## TASK DETAILS:
Reproduce the full listing without a single change.

BEGIN SUPPLIED RECORDS

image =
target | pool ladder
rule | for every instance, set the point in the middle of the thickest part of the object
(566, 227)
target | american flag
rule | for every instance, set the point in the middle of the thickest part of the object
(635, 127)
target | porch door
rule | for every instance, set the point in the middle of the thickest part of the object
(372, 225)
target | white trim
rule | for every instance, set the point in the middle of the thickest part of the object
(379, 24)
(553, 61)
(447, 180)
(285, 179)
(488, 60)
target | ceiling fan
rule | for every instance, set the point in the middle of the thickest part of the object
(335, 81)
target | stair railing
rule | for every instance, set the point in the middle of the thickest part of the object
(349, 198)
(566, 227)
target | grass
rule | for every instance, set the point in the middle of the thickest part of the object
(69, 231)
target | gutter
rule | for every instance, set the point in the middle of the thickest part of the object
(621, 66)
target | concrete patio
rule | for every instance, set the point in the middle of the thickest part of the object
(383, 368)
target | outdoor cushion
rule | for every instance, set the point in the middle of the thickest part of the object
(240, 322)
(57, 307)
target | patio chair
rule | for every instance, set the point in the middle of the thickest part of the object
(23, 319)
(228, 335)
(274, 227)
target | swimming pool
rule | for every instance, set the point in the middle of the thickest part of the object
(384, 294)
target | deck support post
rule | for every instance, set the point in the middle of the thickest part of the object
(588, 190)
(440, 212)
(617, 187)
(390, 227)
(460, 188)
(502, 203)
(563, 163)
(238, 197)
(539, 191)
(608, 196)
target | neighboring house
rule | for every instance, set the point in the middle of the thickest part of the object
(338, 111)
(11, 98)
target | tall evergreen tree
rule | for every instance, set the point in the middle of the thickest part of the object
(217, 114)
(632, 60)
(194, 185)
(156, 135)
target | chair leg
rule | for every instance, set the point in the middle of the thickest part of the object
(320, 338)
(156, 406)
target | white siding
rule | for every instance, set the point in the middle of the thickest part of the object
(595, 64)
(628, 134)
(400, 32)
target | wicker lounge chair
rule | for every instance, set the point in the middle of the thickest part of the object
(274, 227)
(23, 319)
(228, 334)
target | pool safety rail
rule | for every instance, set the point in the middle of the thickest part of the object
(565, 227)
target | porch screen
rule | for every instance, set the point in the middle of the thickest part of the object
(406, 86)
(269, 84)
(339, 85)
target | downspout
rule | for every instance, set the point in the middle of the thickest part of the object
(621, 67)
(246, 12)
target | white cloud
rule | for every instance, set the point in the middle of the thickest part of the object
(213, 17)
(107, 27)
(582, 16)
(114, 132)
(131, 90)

END SUPPLIED RECORDS

## TASK ANSWER:
image =
target | pool ladder
rule | for every instance, set the point in the middle of the thickest part of the object
(566, 227)
target | american flag
rule | for every instance, set the point in the middle of the thickest part of the object
(635, 127)
target | porch door
rule | for every instance, set the point in the middle of the thickest part of the object
(372, 225)
target | white trim
rule | for every instance, set the point in the middle of the thickest part of the object
(379, 24)
(553, 61)
(447, 180)
(285, 179)
(488, 60)
target | ceiling fan
rule | for every instance, set the point in the middle of the thickest part of the object
(335, 81)
target | stair railing
rule | for every instance, set the point in the middle of the thickest part of the object
(349, 198)
(566, 227)
target | grass
rule | for every instance, set the point in the middle of the thickest part of the object
(69, 231)
target | gutter
rule | for every instance, set the point in the middle of the thickest part of the object
(621, 66)
target | concrete patio
rule | for every instance, set the point in the middle of the thickest part of the object
(383, 368)
target | outdoor cushion
rule | for every instance, set the point in the middle of the thickest part of the object
(240, 322)
(57, 307)
target | patio chair
rule | for every instance, set the point in the middle of the thickest part of the object
(23, 319)
(228, 335)
(274, 227)
target | swimming pool
rule | for every instance, set the point in the middle of the thickest part of the object
(384, 294)
target | deck support post
rule | for every instance, set the point in the middle of the thickest part of the object
(588, 190)
(440, 212)
(617, 187)
(390, 227)
(460, 188)
(502, 203)
(563, 163)
(238, 197)
(539, 191)
(608, 196)
target | neighboring house
rule | for every instance, set the point in the middle of the thickest part of the object
(338, 111)
(11, 98)
target | tall evergreen tree
rule | for every instance, set the point in the middle of the thickest part of the object
(217, 114)
(632, 60)
(194, 185)
(156, 135)
target | chair leg
rule | for every instance, set the point in the middle of the thickest part of the object
(320, 338)
(156, 406)
target | white siding
rule | for every instance, set the point in the middle of the thickest part of the object
(595, 64)
(628, 134)
(400, 32)
target | wicker lounge chair
rule | for every instance, set the point in the middle of the thickest part of the object
(274, 227)
(23, 319)
(228, 334)
target | pool safety rail
rule | for every instance, set the point in the middle of the thickest part of the object
(565, 227)
target | porch screen
rule | for every instance, set the point in the middle of the thickest part of the object
(406, 86)
(269, 84)
(339, 85)
target | downspout
rule | for every instance, set the point in the middle of the thickest part of the object
(621, 67)
(246, 12)
target | white cloud
rule | for every instance, set the point in the middle of the thickest part of the object
(213, 17)
(107, 27)
(582, 16)
(114, 132)
(131, 90)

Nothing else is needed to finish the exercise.